--- Excerpted passage ---
The server emits SessionReady before any request has been sent; a client that issues ConfigureSessionRequest without first reading SessionReady races against the schema-version check carried in that frame.

Important properties:

  1. Request IDs are optional. Every request may carry a client-assigned request_id; the server echoes it back on the matching response and on any ErrorResponse that replaces that response. Use it to correlate when multiple requests are in flight.
  2. Only one turn per agent at a time. Sending a second SendMessageRequest before TurnCompleteResponse arrives yields error 3004 AgentBusy.
  3. Multiple agents per session. A session may own many agents; turns on different agents run in parallel.
  4. Unsolicited frames. The server may emit ToolCallNotification or other unsolicited frames at any time. Clients must tolerate frames arriving between an in-flight request and its response.
  5. DownloadProgress under a CreateAgent request_id. When allow_auto_model_downloading=true and models need downloading, the server emits DownloadProgress frames using the CreateAgent request_id (informational only). The terminal frame is always CreateAgentResponse or ErrorResponse — never DownloadComplete.

Streaming answers

For every turn, the server emits one or more AnswerText frames followed by exactly one TurnComplete:

Field Meaning
agent_id Echoes the target agent.
text The text chunk.
is_delta true for delta chunks, false when text holds the accumulated response so far.
is_final true on the last chunk before TurnComplete. Exactly one AnswerText per turn has is_final = true; a turn that produces no text (e.g. routed to a canned response with empty output) still emits one final chunk with empty text.

TurnComplete carries:

Field Meaning
agent_id Echoes the target agent.
status TurnStatus::Success, Error, or Cancelled.

--- Material supplied ---
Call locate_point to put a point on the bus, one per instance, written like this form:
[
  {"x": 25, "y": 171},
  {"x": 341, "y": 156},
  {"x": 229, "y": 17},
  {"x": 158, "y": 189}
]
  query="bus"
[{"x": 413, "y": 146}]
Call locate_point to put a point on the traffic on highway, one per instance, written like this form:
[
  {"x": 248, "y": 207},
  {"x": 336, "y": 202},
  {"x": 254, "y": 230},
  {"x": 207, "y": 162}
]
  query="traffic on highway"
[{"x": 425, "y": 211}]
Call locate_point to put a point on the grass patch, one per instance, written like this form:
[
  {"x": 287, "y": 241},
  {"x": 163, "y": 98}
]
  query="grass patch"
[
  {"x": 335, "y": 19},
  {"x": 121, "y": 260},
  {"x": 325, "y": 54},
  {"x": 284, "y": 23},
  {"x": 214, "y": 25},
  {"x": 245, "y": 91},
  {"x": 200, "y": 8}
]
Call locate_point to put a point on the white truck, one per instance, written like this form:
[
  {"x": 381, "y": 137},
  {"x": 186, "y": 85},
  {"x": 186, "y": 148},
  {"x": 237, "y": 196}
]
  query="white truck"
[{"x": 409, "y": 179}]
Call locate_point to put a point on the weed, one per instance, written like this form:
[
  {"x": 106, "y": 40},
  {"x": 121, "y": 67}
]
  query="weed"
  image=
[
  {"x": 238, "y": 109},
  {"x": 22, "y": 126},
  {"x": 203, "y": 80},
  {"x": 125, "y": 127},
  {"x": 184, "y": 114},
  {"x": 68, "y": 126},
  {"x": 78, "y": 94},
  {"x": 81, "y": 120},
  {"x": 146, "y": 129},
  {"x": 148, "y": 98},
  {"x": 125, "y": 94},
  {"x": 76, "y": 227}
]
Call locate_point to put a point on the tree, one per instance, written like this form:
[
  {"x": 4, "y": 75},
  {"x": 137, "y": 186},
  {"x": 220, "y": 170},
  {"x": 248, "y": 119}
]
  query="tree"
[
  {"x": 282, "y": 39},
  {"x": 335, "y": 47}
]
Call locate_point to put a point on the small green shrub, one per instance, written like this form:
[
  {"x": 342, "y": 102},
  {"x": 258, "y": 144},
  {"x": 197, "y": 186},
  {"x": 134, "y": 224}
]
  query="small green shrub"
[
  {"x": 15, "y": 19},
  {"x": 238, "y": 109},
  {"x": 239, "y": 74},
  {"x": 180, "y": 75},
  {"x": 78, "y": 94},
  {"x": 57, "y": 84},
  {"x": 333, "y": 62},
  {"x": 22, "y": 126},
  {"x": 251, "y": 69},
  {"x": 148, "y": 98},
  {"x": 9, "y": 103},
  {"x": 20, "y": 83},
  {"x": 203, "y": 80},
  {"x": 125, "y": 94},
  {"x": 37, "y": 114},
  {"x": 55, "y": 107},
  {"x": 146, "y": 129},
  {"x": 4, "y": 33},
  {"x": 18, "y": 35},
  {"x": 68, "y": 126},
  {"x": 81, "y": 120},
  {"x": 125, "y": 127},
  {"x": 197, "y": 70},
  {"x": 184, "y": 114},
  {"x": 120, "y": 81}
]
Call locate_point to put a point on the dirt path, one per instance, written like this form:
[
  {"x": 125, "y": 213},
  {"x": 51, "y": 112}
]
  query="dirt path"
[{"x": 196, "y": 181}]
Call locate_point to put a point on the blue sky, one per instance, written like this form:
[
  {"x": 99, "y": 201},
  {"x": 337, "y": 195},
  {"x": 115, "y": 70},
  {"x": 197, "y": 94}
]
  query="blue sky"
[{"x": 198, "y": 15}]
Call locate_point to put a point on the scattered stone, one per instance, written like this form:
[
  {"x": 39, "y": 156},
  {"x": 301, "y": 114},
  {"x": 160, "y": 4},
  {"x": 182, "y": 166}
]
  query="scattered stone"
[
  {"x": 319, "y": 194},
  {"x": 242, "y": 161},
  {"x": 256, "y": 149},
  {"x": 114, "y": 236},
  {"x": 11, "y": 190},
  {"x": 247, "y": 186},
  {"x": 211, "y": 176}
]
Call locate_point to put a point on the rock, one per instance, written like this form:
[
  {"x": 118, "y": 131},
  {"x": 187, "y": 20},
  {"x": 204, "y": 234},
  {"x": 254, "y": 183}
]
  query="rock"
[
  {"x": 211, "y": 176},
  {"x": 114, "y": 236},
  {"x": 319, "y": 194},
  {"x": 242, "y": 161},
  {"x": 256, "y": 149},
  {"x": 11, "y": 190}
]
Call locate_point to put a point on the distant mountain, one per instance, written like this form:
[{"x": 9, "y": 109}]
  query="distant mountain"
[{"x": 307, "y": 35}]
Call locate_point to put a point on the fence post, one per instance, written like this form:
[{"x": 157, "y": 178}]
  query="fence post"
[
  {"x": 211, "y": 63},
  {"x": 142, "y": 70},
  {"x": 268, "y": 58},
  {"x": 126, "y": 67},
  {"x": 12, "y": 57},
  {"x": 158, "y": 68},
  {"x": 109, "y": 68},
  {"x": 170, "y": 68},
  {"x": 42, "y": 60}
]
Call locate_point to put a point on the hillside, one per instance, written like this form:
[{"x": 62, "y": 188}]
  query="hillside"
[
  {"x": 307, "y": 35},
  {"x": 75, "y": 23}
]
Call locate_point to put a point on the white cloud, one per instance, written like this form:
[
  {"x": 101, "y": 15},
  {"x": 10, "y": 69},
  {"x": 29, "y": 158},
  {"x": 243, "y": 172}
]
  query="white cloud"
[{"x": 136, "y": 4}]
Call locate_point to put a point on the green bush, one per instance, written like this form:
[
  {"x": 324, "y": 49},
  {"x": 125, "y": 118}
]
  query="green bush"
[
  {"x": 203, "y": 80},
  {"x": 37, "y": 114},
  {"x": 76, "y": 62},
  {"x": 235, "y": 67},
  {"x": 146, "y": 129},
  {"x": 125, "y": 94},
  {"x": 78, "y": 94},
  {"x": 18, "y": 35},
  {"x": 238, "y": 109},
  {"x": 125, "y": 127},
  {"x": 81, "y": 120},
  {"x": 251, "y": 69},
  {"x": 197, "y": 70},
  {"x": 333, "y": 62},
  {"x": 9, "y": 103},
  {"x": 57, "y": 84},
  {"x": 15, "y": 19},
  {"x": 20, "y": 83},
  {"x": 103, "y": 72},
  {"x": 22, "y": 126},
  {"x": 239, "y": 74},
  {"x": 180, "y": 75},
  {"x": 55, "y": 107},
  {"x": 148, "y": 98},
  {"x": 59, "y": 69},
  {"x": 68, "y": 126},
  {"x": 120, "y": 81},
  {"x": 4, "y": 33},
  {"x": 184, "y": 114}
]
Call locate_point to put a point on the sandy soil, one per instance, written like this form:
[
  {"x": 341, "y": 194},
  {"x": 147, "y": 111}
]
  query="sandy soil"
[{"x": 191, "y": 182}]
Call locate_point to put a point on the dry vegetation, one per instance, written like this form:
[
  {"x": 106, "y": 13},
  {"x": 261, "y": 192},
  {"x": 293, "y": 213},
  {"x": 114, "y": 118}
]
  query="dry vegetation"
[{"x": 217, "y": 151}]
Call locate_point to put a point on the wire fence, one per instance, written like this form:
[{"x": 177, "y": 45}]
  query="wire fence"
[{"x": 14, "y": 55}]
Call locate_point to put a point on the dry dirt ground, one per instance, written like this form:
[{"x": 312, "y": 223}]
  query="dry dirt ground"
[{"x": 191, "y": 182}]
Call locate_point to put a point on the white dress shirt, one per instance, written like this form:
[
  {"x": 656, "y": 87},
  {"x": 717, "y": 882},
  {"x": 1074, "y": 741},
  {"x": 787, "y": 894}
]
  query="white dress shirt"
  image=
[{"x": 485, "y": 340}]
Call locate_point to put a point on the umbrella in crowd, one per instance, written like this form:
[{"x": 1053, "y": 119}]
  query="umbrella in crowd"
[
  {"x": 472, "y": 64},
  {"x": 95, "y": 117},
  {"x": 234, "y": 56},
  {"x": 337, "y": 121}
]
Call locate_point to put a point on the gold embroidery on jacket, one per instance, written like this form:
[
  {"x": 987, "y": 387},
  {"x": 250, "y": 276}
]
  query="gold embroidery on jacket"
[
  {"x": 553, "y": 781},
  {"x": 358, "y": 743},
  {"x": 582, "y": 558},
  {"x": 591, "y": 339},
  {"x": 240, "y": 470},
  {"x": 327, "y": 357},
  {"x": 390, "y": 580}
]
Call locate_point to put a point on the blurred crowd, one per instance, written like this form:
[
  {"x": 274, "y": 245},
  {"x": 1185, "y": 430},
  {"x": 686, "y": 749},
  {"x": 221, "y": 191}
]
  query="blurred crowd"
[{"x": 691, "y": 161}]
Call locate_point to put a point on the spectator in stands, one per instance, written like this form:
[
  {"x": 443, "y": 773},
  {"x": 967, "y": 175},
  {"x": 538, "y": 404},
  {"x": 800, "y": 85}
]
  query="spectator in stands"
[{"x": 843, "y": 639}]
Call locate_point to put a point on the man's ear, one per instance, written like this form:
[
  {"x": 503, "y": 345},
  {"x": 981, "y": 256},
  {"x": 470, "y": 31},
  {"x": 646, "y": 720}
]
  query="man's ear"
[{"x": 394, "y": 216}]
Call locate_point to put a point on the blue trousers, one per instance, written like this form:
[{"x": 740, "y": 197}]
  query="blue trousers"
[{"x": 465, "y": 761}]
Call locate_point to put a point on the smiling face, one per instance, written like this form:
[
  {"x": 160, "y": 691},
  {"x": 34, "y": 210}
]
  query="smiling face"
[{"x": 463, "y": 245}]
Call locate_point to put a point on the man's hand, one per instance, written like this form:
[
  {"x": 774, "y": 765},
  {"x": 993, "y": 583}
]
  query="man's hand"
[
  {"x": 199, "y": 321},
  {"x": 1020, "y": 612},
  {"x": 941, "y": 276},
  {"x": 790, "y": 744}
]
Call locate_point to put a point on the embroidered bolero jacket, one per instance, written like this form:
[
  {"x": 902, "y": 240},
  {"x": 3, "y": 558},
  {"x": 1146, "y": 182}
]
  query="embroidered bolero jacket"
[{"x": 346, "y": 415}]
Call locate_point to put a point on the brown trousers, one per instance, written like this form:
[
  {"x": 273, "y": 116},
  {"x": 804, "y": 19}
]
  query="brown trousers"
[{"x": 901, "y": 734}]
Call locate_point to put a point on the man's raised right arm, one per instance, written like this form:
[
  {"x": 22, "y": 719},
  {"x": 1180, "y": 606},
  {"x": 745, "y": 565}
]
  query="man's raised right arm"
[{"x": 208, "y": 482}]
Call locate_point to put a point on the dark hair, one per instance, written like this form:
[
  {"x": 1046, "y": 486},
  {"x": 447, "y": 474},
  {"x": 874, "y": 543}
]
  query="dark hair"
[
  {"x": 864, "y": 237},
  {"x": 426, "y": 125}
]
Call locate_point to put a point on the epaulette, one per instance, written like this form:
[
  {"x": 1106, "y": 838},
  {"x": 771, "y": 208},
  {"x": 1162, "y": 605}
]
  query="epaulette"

--- Exercises to complete ---
(a) In the protocol excerpt above, translate this sentence into Spanish: "A session may own many agents; turns on different agents run in parallel."
(b) Answer these questions from the protocol excerpt above:
(i) What error results from sending a second SendMessageRequest before TurnCompleteResponse arrives?
(ii) How many AnswerText frames per turn have is_final set to true?
(iii) What values can the status field of TurnComplete take?
(c) List every field that the protocol excerpt above gives for the AnswerText frame.

--- Solutions for each task ---
(a) Una sesión puede tener muchos agentes; los turnos en distintos agentes se ejecutan en paralelo.

(b)
(i) Error 3004 AgentBusy.
(ii) Exactly one.
(iii) TurnStatus::Success, Error, or Cancelled.

(c)
agent_id
text
is_delta
is_final